From the entries below, work out the number of lines that hold the word "thin", and give that number alone.

→ Region pointing data:
■ ■ ■ ■ ■ ■ ■

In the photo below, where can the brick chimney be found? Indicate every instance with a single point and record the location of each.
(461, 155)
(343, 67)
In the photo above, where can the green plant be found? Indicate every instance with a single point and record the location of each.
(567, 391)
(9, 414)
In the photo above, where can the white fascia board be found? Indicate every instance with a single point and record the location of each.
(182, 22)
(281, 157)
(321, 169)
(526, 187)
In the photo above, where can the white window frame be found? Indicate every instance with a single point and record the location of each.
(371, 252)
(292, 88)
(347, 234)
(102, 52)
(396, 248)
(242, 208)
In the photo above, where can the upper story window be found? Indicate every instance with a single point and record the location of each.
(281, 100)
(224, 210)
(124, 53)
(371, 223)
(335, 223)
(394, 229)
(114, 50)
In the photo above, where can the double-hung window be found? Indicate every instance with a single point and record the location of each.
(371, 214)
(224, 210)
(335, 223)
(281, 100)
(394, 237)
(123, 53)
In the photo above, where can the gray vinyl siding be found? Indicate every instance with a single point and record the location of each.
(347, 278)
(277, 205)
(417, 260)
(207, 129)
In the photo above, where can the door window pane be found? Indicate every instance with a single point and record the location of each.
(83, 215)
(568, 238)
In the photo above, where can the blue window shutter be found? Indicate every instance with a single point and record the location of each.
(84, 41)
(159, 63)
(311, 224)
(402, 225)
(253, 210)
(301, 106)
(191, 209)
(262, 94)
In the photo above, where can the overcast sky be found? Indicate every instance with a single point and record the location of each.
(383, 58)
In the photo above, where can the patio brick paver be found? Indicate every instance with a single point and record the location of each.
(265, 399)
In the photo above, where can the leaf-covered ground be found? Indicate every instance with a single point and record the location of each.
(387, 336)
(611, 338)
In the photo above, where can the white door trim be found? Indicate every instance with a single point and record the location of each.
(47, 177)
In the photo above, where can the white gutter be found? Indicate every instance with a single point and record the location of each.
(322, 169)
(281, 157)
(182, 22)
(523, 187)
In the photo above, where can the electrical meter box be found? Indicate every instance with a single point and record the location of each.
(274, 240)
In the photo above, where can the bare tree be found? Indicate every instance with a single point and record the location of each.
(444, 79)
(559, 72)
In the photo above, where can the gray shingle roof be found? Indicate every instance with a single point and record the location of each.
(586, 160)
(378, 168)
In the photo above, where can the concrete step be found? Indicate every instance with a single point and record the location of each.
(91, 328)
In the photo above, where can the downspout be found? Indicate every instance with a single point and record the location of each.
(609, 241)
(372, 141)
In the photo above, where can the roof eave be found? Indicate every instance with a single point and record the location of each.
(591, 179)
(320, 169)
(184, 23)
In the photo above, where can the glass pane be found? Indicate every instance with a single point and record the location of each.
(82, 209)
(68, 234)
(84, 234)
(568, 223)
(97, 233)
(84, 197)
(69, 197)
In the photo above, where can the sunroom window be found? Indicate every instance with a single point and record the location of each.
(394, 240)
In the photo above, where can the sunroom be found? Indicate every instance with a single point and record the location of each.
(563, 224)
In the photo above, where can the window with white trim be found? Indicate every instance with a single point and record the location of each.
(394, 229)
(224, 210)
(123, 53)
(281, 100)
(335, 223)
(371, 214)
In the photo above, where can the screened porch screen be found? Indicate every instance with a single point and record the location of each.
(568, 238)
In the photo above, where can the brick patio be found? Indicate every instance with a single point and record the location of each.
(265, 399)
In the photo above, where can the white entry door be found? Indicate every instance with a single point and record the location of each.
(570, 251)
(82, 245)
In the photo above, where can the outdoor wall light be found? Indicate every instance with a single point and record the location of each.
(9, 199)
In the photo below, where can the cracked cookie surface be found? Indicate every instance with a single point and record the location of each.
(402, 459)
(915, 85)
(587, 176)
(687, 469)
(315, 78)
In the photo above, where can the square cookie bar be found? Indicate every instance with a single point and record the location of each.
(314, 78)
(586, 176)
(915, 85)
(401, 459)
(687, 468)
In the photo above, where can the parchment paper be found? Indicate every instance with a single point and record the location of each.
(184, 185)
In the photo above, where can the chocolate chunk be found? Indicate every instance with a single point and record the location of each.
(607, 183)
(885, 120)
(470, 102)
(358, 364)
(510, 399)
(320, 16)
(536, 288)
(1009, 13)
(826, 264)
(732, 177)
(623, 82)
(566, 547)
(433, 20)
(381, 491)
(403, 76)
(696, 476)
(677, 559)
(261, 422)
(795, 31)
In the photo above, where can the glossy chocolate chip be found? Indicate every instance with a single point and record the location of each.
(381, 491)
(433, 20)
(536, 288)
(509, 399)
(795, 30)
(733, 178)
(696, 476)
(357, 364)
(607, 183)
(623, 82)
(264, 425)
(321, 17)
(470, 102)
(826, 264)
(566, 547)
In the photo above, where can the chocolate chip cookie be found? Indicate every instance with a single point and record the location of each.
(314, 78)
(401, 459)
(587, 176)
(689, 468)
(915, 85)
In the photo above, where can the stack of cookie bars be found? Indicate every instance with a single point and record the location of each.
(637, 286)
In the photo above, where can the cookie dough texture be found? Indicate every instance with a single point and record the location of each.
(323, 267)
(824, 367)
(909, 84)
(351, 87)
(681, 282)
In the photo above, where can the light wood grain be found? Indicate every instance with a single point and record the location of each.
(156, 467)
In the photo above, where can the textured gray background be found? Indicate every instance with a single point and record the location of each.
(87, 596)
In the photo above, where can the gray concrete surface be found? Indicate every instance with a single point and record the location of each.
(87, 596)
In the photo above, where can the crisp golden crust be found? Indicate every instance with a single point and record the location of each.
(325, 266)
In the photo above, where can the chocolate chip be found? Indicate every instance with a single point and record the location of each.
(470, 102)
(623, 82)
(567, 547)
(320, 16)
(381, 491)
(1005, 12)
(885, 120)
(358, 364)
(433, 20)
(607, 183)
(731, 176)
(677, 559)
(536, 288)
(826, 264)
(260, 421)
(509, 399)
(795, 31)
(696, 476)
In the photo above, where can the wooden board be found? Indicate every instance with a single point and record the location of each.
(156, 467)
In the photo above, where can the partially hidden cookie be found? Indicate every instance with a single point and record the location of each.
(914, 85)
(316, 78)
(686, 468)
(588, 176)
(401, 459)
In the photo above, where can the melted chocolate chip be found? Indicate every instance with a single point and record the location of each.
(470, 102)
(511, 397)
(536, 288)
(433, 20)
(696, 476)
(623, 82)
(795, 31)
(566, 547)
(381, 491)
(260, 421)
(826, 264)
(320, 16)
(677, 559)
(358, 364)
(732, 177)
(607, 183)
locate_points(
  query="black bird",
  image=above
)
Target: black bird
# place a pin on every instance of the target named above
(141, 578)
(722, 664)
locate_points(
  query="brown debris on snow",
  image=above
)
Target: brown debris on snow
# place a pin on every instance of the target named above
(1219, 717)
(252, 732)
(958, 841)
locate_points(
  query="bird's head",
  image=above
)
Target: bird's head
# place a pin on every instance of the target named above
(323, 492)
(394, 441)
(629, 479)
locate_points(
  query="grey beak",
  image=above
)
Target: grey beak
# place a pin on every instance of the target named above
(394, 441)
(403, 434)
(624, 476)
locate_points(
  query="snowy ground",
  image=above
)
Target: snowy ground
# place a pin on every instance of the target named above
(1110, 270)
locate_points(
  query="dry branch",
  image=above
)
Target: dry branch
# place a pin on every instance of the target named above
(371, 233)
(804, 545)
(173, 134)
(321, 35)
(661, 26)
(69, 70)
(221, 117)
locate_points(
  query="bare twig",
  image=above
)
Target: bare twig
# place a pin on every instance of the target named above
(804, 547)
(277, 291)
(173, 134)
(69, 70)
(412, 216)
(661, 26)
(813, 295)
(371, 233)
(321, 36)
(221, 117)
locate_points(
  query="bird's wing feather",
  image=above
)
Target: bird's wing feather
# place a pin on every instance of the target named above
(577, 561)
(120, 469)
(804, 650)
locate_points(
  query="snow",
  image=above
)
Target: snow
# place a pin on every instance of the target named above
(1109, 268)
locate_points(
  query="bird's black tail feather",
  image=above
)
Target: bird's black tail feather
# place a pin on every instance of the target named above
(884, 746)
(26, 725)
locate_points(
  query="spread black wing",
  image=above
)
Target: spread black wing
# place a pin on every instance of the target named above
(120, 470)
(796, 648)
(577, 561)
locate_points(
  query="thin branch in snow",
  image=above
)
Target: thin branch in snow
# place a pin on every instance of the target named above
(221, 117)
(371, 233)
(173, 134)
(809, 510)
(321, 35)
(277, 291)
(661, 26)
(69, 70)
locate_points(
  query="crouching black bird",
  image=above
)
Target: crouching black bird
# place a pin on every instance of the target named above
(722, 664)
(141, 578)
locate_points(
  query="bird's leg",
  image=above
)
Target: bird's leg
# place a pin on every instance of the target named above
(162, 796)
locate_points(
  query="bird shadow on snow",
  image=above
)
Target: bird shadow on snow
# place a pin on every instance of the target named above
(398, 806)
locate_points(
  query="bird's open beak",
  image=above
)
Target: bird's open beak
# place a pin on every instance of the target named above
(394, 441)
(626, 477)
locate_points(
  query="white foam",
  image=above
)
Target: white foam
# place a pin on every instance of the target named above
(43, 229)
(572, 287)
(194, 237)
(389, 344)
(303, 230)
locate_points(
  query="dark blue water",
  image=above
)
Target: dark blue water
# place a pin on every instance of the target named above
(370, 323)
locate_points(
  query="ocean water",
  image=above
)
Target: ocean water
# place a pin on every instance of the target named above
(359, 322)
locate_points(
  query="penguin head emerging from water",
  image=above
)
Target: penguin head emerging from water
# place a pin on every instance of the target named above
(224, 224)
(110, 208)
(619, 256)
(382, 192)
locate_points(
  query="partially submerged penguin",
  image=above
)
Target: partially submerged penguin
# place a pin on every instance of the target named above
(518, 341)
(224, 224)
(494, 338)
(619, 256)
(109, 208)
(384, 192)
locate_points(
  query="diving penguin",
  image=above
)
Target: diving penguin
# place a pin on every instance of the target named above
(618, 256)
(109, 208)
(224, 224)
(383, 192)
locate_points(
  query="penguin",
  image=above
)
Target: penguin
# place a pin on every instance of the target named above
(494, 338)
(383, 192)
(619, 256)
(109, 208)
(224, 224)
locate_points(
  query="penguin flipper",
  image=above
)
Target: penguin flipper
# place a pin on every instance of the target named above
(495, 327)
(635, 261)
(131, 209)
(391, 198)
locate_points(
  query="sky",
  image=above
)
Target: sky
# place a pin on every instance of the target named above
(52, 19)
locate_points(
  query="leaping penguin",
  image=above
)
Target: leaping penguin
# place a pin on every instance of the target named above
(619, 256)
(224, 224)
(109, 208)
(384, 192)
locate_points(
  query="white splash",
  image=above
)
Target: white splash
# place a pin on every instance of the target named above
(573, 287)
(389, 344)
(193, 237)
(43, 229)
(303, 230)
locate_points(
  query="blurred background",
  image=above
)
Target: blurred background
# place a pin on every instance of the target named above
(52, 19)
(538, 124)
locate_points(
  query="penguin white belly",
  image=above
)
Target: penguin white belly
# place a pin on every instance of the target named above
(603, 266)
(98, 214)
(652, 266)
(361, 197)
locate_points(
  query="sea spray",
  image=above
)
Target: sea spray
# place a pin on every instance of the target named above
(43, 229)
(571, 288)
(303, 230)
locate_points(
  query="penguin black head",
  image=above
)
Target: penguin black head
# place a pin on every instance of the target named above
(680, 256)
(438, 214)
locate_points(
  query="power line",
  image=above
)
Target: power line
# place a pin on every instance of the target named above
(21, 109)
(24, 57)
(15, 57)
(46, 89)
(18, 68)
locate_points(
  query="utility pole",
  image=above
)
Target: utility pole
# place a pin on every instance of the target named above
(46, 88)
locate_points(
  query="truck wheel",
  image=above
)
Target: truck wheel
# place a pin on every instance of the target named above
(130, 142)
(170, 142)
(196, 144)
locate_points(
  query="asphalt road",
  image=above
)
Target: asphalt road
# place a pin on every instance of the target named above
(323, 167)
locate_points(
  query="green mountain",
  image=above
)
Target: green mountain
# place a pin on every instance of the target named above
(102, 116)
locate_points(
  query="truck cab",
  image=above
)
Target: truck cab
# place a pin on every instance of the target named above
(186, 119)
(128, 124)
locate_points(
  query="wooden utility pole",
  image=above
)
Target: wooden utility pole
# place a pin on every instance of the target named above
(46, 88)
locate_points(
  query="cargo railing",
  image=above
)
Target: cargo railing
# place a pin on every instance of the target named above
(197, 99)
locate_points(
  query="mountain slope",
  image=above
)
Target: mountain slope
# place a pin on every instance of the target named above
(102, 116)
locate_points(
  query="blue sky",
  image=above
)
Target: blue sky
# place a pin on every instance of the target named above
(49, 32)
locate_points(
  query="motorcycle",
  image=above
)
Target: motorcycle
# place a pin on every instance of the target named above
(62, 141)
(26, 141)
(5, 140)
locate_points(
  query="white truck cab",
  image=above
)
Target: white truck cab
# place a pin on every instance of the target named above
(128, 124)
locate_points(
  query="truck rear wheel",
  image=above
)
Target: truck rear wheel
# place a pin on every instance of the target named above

■ ■ ■ ■ ■ ■ ■

→ ANSWER SECTION: 2